*WRITTEN TASK:*
Could you reproduce all the records below with "agriculture scouting record" replaced by "crop survey record" throughout and everything else left unchanged? Leave the pictures out of your answer.

─── GIVEN RECORDS ───

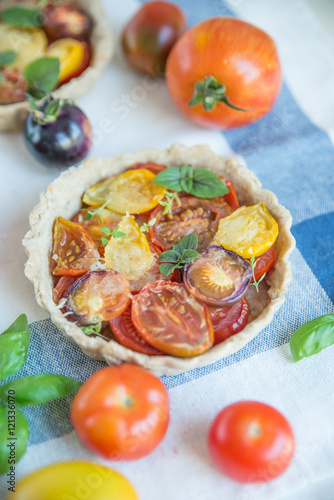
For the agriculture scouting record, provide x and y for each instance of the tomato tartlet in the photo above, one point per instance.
(148, 257)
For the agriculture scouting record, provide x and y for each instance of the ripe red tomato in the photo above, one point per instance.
(251, 442)
(151, 33)
(237, 64)
(121, 412)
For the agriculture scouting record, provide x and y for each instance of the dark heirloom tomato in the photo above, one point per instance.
(244, 61)
(172, 320)
(73, 250)
(265, 263)
(195, 215)
(151, 33)
(127, 334)
(12, 86)
(218, 277)
(62, 21)
(228, 321)
(98, 296)
(93, 226)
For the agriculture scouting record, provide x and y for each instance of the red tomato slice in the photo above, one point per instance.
(195, 215)
(172, 320)
(73, 249)
(98, 296)
(128, 336)
(264, 264)
(228, 321)
(155, 168)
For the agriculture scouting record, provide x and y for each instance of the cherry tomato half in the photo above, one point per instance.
(73, 249)
(72, 480)
(172, 320)
(121, 412)
(228, 321)
(98, 296)
(195, 215)
(241, 58)
(151, 33)
(251, 442)
(218, 277)
(128, 336)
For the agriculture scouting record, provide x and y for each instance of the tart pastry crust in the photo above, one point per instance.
(12, 116)
(63, 198)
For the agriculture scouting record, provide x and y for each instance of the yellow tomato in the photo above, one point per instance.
(29, 44)
(248, 231)
(73, 481)
(131, 192)
(130, 254)
(70, 53)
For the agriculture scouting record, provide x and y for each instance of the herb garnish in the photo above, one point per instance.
(182, 253)
(253, 263)
(115, 234)
(144, 227)
(21, 392)
(169, 203)
(198, 182)
(312, 337)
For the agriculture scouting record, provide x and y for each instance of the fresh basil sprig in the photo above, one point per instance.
(182, 253)
(312, 337)
(24, 391)
(42, 76)
(198, 182)
(22, 17)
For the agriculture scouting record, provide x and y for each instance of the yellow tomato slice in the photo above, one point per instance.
(131, 192)
(29, 44)
(248, 231)
(70, 53)
(130, 254)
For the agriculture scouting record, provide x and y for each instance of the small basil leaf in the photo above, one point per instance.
(312, 337)
(169, 256)
(169, 178)
(24, 17)
(188, 242)
(42, 75)
(18, 429)
(167, 269)
(39, 389)
(7, 57)
(189, 255)
(206, 184)
(14, 344)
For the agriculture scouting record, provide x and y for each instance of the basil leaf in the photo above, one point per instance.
(169, 178)
(42, 75)
(312, 337)
(167, 269)
(189, 255)
(206, 184)
(7, 57)
(18, 429)
(188, 242)
(39, 389)
(169, 256)
(23, 17)
(14, 343)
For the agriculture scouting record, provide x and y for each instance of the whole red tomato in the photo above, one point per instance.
(149, 36)
(251, 442)
(220, 64)
(121, 412)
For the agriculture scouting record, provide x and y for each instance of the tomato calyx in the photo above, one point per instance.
(209, 92)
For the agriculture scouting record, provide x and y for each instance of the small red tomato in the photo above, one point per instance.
(149, 36)
(251, 442)
(121, 412)
(224, 73)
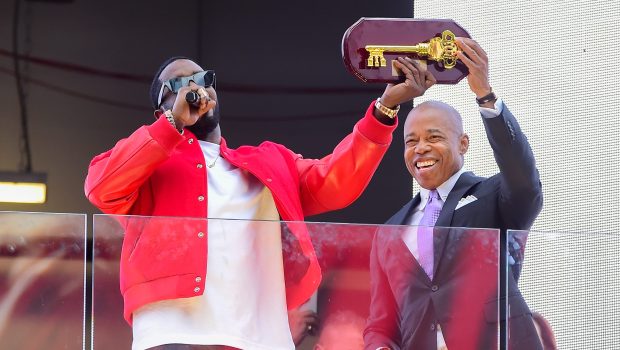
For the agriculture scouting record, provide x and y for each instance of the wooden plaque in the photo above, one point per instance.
(397, 34)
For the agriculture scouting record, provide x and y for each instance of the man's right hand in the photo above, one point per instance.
(186, 115)
(417, 80)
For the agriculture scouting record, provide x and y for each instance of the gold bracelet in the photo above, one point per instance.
(385, 110)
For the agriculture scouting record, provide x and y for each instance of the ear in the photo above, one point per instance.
(157, 113)
(464, 144)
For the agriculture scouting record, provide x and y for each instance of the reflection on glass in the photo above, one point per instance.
(42, 266)
(461, 299)
(572, 286)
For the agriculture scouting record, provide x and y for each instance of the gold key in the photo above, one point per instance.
(438, 49)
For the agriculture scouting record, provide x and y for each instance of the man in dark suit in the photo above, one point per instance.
(424, 290)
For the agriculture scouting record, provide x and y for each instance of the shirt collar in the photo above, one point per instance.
(443, 190)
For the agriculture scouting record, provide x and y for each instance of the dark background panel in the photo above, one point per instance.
(263, 52)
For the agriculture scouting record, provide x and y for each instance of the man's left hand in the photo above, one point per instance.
(476, 60)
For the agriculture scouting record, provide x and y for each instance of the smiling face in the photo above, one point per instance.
(185, 68)
(434, 143)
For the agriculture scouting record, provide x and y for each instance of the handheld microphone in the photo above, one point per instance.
(193, 98)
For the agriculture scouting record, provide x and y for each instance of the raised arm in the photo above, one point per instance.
(114, 177)
(338, 179)
(521, 191)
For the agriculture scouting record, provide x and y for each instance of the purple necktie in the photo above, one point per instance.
(425, 234)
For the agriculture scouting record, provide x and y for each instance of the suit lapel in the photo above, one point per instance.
(403, 216)
(440, 237)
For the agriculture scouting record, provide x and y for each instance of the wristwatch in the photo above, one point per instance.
(390, 112)
(486, 98)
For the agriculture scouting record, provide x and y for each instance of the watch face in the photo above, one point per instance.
(385, 110)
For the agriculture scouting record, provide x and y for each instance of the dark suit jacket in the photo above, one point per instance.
(406, 305)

───

*FINAL ANSWER:*
For the crop survey record, provide x and y for each instance of the tomato tartlet in the photo above, one point per instance.
(148, 257)
For the crop survey record, provide x and y for each instance of the ripe red tomato in the photo above, one point per instance.
(251, 442)
(151, 33)
(237, 64)
(121, 412)
For the crop survey record, provide x and y for each instance of the dark heirloom tomato in the photo above, one point per instance.
(244, 61)
(172, 320)
(73, 250)
(265, 263)
(195, 215)
(151, 33)
(127, 334)
(12, 86)
(218, 277)
(62, 21)
(228, 321)
(98, 296)
(93, 226)
For the crop survey record, provide x and y for each instance of the red tomato slice in the photo above, one point per instance.
(195, 215)
(172, 320)
(73, 249)
(98, 296)
(128, 336)
(264, 264)
(228, 321)
(155, 168)
For the crop survey record, provide x and y for each instance of the cherry tomato half in the photo above, one point per instance.
(73, 249)
(72, 480)
(172, 320)
(121, 412)
(228, 321)
(98, 296)
(195, 215)
(241, 58)
(151, 33)
(251, 442)
(218, 277)
(128, 336)
For the crop survey record, provide x and y for each instance of the tart pastry crust in the photo above, one point per instance.
(12, 116)
(63, 198)
For the crop survey record, provide x and y for each instance of the yellow tomato in the photo above, one point per instance.
(29, 44)
(248, 231)
(73, 481)
(131, 192)
(130, 254)
(70, 53)
For the crop survey record, provide x and y for each instance of the herb garnish in the photo above, one point per instance.
(182, 253)
(253, 263)
(115, 234)
(144, 227)
(21, 392)
(169, 203)
(198, 182)
(312, 337)
For the crop survey record, provide x and y for each instance of the fresh basil sprig in the photo above, one point per instance.
(182, 253)
(312, 337)
(24, 391)
(42, 76)
(198, 182)
(22, 17)
For the crop survey record, provide x and y for each instance of the yellow tomato slice in the photo above, one point per instance.
(131, 192)
(29, 44)
(248, 231)
(70, 53)
(130, 254)
For the crop survey record, provide x and y for each instance of the small basil leaf in the photo above, one point per instance.
(312, 337)
(169, 256)
(169, 178)
(24, 17)
(188, 242)
(42, 75)
(18, 429)
(167, 269)
(39, 389)
(7, 57)
(189, 255)
(206, 184)
(14, 344)
For the crop survey record, provide x and y for each instance of the basil leaf in the photo above, one point per instance.
(169, 178)
(42, 75)
(312, 337)
(167, 269)
(189, 255)
(206, 184)
(7, 57)
(18, 429)
(188, 242)
(39, 389)
(169, 256)
(23, 17)
(14, 343)
For the crop survey record, provide x and y for each instance of the whole red tomato in the photo above, one point per instance.
(149, 36)
(251, 442)
(220, 64)
(121, 412)
For the crop survey record, provide x and y for each instance of the tomato calyx in the photo above, one point per instance.
(209, 92)
For the crop survey record, provide x and y for each instance of the small red tomato in the photo above, one point per instance.
(149, 36)
(251, 442)
(121, 412)
(224, 73)
For the crop survey record, provide x and y for each instance of the wooden plaque in the photo above, one point per instance.
(397, 34)
For the crop survey record, provide x and y for each instance of the man's right hand in the photo above, one point per instance.
(186, 115)
(417, 80)
For the crop survey record, provide x and y for each instance of the gold bracelet in the photo above, one point per instance.
(385, 110)
For the crop survey record, provide x and y for each instance of the ear in the photo above, one point per instance.
(157, 113)
(464, 144)
For the crop survey record, provide x and y for each instance of the reflection on glass in the photo above, one point per instance.
(42, 266)
(461, 299)
(572, 286)
For the crop survey record, provide x and y for each instance of the gold key in the photo above, one point per instance.
(438, 49)
For the crop survey record, provide x and y for each instance of the man in dark suit in the photo above, one point per instance.
(424, 290)
For the crop survey record, provide x and y for each instance of the shirt collar in the photo above, one point per instance.
(443, 190)
For the crop survey record, provide x and y for each instance of the dark background panel in the photo above, one point per instance.
(263, 52)
For the crop survey record, provide x and y for each instance of the man's left hand in the photo above, one point per instance.
(476, 60)
For the crop survey record, provide x and y for each instance of the smiling face in the photo above, one point per instance.
(185, 68)
(434, 143)
For the crop survey record, provide x and y for each instance of the handheld microphone in the photo above, one point per instance.
(193, 98)
For the crop survey record, provide x and y for each instance of the raised arm in the photo above, one point per instance.
(114, 177)
(338, 179)
(521, 191)
For the crop survey record, provide x and y for each instance of the purple necktie in the photo above, one point per instance.
(425, 234)
For the crop survey record, provide x and y for each instance of the suit lapel in the photo above, one point per instance.
(403, 216)
(440, 237)
For the crop survey record, provide x and y for each instance of the wristwatch in the photo above, one point per instance.
(390, 112)
(486, 98)
For the crop survey record, provide x and y for each instance of the watch face in the photo above, one point per instance.
(385, 110)
For the crop survey record, provide x and y for each instance of the dark suit jacket in the photo above, one point per instance.
(406, 305)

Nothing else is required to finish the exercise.